═══ Records for processing ═══

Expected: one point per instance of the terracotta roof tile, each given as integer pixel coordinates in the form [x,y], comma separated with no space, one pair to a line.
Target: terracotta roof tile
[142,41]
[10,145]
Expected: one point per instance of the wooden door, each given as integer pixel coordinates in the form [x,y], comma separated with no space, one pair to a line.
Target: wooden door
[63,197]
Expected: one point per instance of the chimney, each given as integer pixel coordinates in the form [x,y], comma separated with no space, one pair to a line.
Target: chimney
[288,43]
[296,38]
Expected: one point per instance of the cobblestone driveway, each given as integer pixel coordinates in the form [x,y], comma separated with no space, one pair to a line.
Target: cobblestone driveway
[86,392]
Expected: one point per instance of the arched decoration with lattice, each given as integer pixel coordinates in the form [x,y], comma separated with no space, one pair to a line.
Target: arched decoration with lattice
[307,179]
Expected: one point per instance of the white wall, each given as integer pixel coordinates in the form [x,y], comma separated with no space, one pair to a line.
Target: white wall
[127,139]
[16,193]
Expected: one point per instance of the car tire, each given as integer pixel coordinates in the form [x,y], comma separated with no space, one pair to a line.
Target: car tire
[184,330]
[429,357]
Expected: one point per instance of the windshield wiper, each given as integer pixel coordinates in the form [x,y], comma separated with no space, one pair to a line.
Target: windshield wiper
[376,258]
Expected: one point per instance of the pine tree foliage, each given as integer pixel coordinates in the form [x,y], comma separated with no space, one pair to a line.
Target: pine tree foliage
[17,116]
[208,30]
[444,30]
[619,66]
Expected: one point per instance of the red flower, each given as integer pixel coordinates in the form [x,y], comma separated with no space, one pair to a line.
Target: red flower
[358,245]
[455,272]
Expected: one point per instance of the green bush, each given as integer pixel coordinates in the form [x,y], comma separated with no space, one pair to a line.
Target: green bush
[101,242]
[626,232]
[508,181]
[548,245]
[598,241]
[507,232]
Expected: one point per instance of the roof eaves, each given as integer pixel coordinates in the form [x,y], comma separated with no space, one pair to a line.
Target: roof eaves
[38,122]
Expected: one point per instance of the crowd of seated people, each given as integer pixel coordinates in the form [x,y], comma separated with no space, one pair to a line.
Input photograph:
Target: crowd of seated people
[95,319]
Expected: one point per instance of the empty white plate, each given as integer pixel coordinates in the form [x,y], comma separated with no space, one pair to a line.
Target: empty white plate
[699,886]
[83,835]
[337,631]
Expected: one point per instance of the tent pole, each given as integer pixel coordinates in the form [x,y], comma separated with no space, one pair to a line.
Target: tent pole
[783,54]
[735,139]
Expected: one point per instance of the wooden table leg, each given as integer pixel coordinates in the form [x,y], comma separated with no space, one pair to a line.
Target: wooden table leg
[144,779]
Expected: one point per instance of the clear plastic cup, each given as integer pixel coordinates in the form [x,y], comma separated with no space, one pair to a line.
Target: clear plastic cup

═══

#### [Exercise details]
Copy every line verbatim.

#### [Output for this task]
Expected: one point per instance of the terracotta roof tile, each given as integer pixel coordinates in the form [x,y], comma separated with no space, one pair to a line.
Target: terracotta roof tile
[142,41]
[10,145]
Expected: one point per instance of the wooden door, each given as integer pixel coordinates in the form [x,y], comma separated with no space, one pair to a line.
Target: wooden door
[63,197]
Expected: one point per instance of the chimney, each given as integer pixel coordinates in the form [x,y], comma separated with no space, one pair to a line.
Target: chimney
[288,43]
[296,38]
Expected: one point per instance of the cobblestone driveway, each given as integer pixel coordinates in the form [x,y], comma separated with no space, one pair to a line.
Target: cobblestone driveway
[86,392]
Expected: one point per instance of the arched decoration with lattice, each given as integer pixel coordinates in the form [x,y], comma separated with no space, one pair to a line.
Target: arched decoration with lattice
[307,179]
Expected: one point per instance of the white wall, each given as integer pixel coordinates in the form [x,y], comma separated with no space, one pair to a line.
Target: white wall
[127,139]
[16,193]
Expected: one point per instance of the car tire, each given as integer pixel coordinates in the form [x,y], comma separated with no space, one pair to a line.
Target: car tire
[184,330]
[429,357]
Expected: one point per instance of the windshield wiper, each given as integer pixel coordinates in the form [x,y], comma separated with no space, one pair to a line.
Target: windshield wiper
[376,258]
Expected: one point per instance of the pine tree foliage, each given as integer pixel coordinates in the form [x,y], comma separated with no space, one pair to a line.
Target: pine tree foliage
[17,116]
[208,30]
[444,30]
[619,66]
Expected: one point per instance of the red flower, each given as integer pixel coordinates in the form [x,y], comma separated with no space, one pair to a line.
Target: red flower
[358,245]
[455,272]
Expected: one point per instance of the green bush, each given as integer pixel coordinates in the form [x,y], comma separated with no space, one pair to a line.
Target: green bush
[101,242]
[626,232]
[508,181]
[548,245]
[598,241]
[507,232]
Expected: one point per instance of the roof eaves, each given as integer pixel coordinates in the form [x,y], comma separated with no space, one pair to a line.
Target: roof eaves
[38,122]
Expected: one point per instance of the crowd of seated people, each given as integer pixel coordinates in the form [x,y], comma separated with no space, one pair to a line.
Input photograph:
Target: crowd of seated people
[95,319]
Expected: one point per instance of the empty white plate, each given as integer pixel coordinates in the form [x,y], comma separated with no space, one pair to a line.
Target: empty white plate
[699,886]
[83,835]
[337,631]
Expected: one point per instance of the tent pole, each given as integer pixel coordinates in the form [x,y], comma separated with no space, one pair to a line.
Target: tent pole
[783,54]
[735,139]
Expected: one point per instance of the wooden table leg, each given as integer pixel coordinates in the form [x,y], comma separated with no space, one pair to a line.
Target: wooden table leg
[144,779]
Expected: one point per instance of the clear plastic cup, each given as integer pixel coordinates in the form [x,y], comma separated with no space, one pair to a line.
Target: clear plastic cup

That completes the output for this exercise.